→ Work task
Every line below needs to be transcribed without alteration, and no image may be carried over.

Segment Start: Data for processing

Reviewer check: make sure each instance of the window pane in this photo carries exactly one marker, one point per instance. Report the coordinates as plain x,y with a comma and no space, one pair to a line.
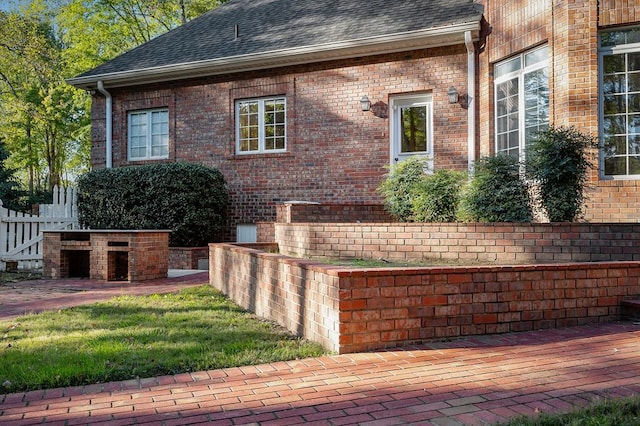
615,145
614,124
614,104
507,67
634,82
634,144
634,123
614,83
613,64
615,166
633,62
414,129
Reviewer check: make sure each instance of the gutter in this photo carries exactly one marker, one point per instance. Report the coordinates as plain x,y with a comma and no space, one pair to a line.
471,100
109,124
433,37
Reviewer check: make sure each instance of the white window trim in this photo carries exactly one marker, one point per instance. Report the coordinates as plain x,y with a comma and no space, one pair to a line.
148,113
261,126
520,73
396,102
602,52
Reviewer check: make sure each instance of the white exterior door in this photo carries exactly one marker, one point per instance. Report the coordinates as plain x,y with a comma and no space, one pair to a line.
411,127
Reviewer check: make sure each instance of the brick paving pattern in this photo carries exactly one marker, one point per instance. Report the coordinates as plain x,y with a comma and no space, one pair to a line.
473,381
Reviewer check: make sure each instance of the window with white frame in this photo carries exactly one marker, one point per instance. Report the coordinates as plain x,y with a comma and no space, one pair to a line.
149,134
261,125
619,54
521,100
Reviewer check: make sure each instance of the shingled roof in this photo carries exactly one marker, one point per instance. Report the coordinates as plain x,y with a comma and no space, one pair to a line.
257,34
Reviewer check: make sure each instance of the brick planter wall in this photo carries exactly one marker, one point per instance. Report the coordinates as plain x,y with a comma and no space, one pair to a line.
496,243
109,255
352,310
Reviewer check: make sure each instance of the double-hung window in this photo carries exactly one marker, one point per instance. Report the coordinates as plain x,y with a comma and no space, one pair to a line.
149,134
261,125
620,103
521,100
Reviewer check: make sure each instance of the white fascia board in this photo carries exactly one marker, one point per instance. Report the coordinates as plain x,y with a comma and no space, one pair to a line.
434,37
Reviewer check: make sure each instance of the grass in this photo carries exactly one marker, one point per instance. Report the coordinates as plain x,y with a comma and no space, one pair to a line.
130,337
609,412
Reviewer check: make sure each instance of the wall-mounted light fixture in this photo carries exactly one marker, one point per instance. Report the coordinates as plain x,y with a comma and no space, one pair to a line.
365,103
453,95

Segment End: Data for processing

→ Expected output
Reviewer check: make sure each instance of the window pane in this photo carries exactly one marker, one point per instance. Report the coordinates as plain x,y with a comma and no space, one pair to a line.
615,145
614,124
614,104
507,67
634,82
634,144
634,123
614,83
613,64
615,166
633,62
414,129
Reviewer check: make sure each instance of the gutter in this photo carries exactly one marker, one point per instance. Report the coordinates as plain x,y with a comma and no space, one pair to a line.
471,100
109,124
433,37
Reviewer check: make sure each instance of the white window trim in this photo carries exactly one marker, one point per instance. Report the coordinates as plain x,y with a comma and no space, one pair to a line.
148,113
261,126
520,73
396,102
602,52
Reviewer check: make sure each instance of the white exterior door in this photo carries exactly one marker, one point per instance. Report the coordinates as plain x,y with a comma and no space, one pair to a line.
411,127
Reviewer check: make sure each instance of the brick paving pattern in this photo carries exactly one marker, one point per instance. Report the coordinates as plain x,y with a comma and no space, one pair to a line.
473,381
Reviewer check: make sure each instance of the window with white frame in this photo carries exactly one marker, one point per instance. Report the coordinates as plain x,y with a comma and no space, one pair to a line.
149,134
261,125
619,54
521,100
Reviewer check: make sure each instance of the shingled roof in this photo carries exactly one marker, one point per instance. Report the coordinates as plain x,y with a comma and no space, one pair to a line.
257,34
Reviewer check: make sure each instance of the brick planter wall in this photo carries exactly one marker, one point per instance. Report the coordinates as plain x,y with a comma and no space, one pair to a line.
496,243
109,255
352,310
Reviewer check: make sure each instance of the double-hung window in this photo carries exactly one marker, one point per instance. Report the coordinates as plain x,y with a comma and no space, one pair to a line.
149,134
261,125
620,103
521,100
Reviewer check: make sure each instance of the white fascia board in this photo carries exactly one marker, one point per instance. Report the coordinates as plain x,y with a comma and no space, one pair to a line.
434,37
Reviewer check: make sure each instance of the grass in this photo carries exactly one marker, one point per instance. Report the coordinates as plain x,y with a comma and no space, one pair to a line.
130,337
609,412
Reviewer check: make sure each instance of the wall-mounted light fixture in this photo carries exactly one marker, one point per instance. Report the coordinates as plain x,y with a comma and no space, one pair to a line.
365,103
453,95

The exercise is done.